## REQUIRED ACTION
All that is asked is a faithful reproduction of the entries.

Records contained in a dataset

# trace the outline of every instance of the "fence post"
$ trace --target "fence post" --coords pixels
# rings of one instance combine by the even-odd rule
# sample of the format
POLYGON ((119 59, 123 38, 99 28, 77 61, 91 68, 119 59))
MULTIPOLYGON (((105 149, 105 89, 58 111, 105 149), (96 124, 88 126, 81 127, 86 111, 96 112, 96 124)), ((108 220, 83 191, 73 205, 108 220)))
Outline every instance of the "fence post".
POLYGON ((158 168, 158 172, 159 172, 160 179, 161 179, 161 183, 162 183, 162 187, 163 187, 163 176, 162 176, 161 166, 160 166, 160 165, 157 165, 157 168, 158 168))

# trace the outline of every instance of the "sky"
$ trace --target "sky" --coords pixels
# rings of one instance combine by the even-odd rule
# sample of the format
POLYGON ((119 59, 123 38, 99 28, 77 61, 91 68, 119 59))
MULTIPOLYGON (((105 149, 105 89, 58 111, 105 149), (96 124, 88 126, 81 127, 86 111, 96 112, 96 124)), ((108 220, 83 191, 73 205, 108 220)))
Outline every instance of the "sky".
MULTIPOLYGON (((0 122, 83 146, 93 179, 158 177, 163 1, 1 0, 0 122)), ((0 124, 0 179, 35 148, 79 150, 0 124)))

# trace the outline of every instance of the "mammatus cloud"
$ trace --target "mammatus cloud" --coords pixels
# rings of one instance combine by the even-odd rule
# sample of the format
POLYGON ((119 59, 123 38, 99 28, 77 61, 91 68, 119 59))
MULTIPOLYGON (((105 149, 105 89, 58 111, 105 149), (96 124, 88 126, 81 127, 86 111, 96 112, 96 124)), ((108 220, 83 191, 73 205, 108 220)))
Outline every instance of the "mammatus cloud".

## WORKED SOLUTION
# trace the outline of every instance of the "fence post"
$ trace --target "fence post" --coords pixels
# rings of one instance combine by the even-odd rule
# sample of the format
POLYGON ((119 59, 123 38, 99 28, 77 61, 91 68, 119 59))
MULTIPOLYGON (((105 149, 105 89, 58 111, 105 149), (96 124, 88 126, 81 127, 86 111, 96 112, 96 124)), ((108 220, 83 191, 73 205, 108 220)))
Outline every instance of the "fence post".
POLYGON ((158 168, 158 172, 159 172, 160 179, 161 179, 161 183, 162 183, 162 187, 163 187, 163 176, 162 176, 161 166, 160 166, 160 165, 157 165, 157 168, 158 168))

# trace the outline of every instance of the "sky"
$ trace --target "sky" --coords pixels
# rings of one instance combine by the even-odd rule
# sample of the format
POLYGON ((119 59, 123 38, 99 28, 77 61, 91 68, 119 59))
MULTIPOLYGON (((105 149, 105 89, 58 111, 105 149), (96 124, 88 126, 81 127, 86 111, 96 112, 96 124)), ((108 220, 83 191, 73 205, 108 220)))
Outline every instance of the "sky".
MULTIPOLYGON (((0 122, 83 146, 93 179, 158 177, 163 1, 1 0, 0 122)), ((0 124, 0 179, 35 148, 79 150, 0 124)))

# trace the outline of every instance of the "mammatus cloud"
$ trace --target "mammatus cloud" --coords pixels
# rings of one instance combine by the even-odd rule
# sample of the format
POLYGON ((119 59, 123 38, 99 28, 77 61, 91 68, 119 59))
MULTIPOLYGON (((105 149, 105 89, 58 111, 105 149), (96 124, 88 126, 81 127, 86 111, 96 112, 96 124)), ((108 220, 83 191, 73 205, 108 220)))
Outline every instance of the "mammatus cloud".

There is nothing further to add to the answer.